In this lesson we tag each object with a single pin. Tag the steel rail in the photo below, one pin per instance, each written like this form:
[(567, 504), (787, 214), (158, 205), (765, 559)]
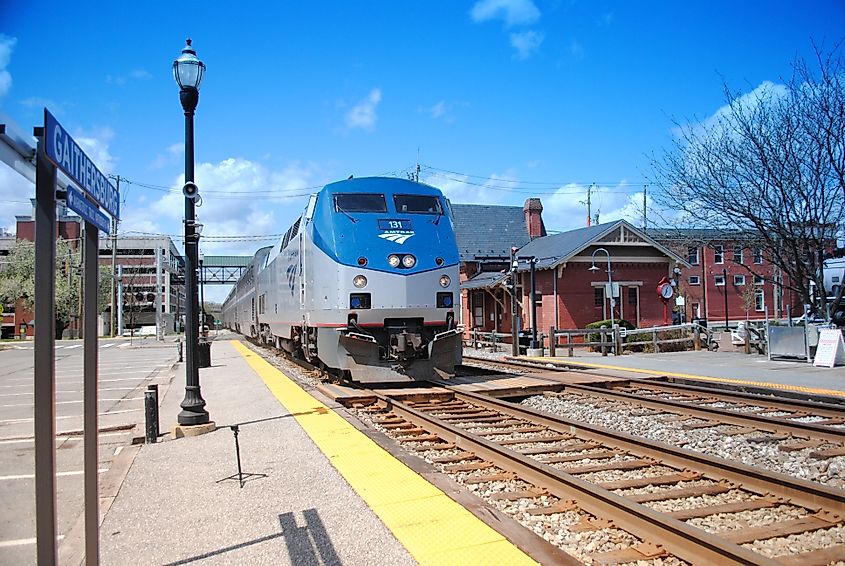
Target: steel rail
[(774, 424), (800, 492), (780, 403), (684, 541)]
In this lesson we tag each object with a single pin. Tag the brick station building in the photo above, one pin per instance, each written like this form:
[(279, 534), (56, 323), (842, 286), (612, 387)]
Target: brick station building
[(729, 276), (569, 294)]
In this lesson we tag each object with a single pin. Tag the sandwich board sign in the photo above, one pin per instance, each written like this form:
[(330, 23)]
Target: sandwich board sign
[(831, 349)]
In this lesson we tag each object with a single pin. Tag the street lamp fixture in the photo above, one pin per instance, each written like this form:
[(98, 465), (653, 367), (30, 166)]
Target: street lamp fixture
[(188, 72), (609, 278)]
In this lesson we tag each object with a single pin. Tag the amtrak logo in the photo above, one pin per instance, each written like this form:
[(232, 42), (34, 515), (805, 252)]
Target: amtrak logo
[(398, 238), (291, 273)]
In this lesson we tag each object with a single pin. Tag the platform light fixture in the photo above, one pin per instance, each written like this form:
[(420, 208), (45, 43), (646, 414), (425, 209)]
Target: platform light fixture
[(609, 278), (189, 71)]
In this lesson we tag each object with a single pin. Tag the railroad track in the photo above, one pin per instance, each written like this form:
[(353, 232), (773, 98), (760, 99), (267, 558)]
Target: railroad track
[(612, 498), (794, 424)]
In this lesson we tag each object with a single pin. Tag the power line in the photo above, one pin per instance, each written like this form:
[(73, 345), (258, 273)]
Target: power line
[(550, 185)]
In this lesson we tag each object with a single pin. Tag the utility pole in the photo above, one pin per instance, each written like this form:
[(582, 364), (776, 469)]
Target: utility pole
[(514, 305), (159, 326), (120, 300), (113, 263)]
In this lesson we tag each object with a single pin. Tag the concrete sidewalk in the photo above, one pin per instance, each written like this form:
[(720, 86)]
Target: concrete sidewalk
[(173, 508)]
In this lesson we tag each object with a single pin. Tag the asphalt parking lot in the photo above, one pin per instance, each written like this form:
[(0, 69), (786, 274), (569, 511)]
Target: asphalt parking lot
[(125, 370)]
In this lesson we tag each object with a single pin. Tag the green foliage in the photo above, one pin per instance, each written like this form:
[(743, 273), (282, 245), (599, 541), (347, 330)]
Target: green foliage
[(609, 323), (17, 280)]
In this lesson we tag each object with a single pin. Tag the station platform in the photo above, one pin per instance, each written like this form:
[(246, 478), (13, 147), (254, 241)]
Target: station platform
[(317, 489), (731, 368)]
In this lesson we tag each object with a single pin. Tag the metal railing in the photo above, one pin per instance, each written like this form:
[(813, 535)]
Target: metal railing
[(616, 339)]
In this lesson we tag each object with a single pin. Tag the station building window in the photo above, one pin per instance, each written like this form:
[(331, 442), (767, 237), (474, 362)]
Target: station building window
[(692, 255), (478, 308)]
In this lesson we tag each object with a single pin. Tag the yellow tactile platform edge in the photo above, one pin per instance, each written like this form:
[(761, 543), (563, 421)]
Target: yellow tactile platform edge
[(432, 527), (787, 387)]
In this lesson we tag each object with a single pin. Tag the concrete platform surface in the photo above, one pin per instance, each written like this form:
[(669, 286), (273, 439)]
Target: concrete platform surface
[(317, 489), (173, 507)]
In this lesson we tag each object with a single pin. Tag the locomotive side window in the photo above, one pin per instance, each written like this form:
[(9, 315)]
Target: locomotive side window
[(417, 204), (359, 202)]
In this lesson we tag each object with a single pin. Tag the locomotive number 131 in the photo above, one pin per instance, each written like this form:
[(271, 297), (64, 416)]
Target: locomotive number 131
[(394, 224)]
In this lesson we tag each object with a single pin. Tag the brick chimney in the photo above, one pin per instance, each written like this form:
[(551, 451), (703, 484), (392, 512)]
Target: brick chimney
[(534, 218)]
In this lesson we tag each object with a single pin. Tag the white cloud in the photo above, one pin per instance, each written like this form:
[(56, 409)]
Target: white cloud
[(7, 45), (438, 109), (765, 93), (133, 75), (461, 189), (239, 198), (363, 115), (567, 208), (511, 12), (525, 43), (95, 144), (576, 50), (172, 155)]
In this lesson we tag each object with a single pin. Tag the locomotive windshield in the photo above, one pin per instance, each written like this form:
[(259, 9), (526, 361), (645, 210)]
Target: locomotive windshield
[(419, 204), (359, 202)]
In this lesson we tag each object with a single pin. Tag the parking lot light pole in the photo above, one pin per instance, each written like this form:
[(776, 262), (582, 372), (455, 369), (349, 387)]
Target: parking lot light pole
[(188, 72)]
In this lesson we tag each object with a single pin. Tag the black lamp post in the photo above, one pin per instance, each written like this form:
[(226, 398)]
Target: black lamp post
[(609, 278), (188, 72)]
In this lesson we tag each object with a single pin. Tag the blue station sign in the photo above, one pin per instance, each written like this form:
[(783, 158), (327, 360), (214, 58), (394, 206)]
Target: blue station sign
[(79, 203), (66, 154)]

——

> **What you will do**: Nothing should appear in the answer except the lines from the first line of the data through the line holding "Tag the railroad", exactly as written, with pictures left out.

> **Response to the task**:
In this lesson we tag each object with a single pin. Tag the steel rail in the photo below, one pin per instance, each written like this form:
[(567, 504), (787, 214), (158, 205), (765, 559)]
Target: steel rail
[(774, 424), (800, 492), (780, 403), (684, 541)]
In this lesson we tag each object with a single pin. Tag the brick station building in the photo above, one pin per instance, each written like this form:
[(279, 534), (56, 323), (842, 286), (612, 387)]
Target: brick station building
[(729, 276), (569, 294)]
In this lesson we tag each object with a single pin. Tag the sandwich board sign in the photo above, one pin per instance, each written like this form:
[(330, 23)]
Target: sandwich board sign
[(831, 349)]
In this lesson we tag each object with a single pin. Tag the street lamp fixture in the photo above, one pin per instance, each written like this form:
[(98, 465), (653, 367), (30, 166)]
Target: street lamp fixture
[(188, 72), (609, 278)]
In this lesson we tag each object with a single pin. Tag the amtrak logo in the photo above, one pin per instance, each written like this form:
[(232, 42), (34, 515), (805, 252)]
Target: amtrak logo
[(398, 238), (291, 273)]
In this lesson we tag each object with a single pin. Tag the platform light fixture in the photo above, one pin per instance, each written like this form:
[(420, 208), (45, 43), (646, 414), (425, 209)]
Target: platform light fixture
[(609, 278), (189, 71)]
In this lesson we tag each object with a single pin. Tag the railroad track in the photo above, one pin per instance, each written like this form:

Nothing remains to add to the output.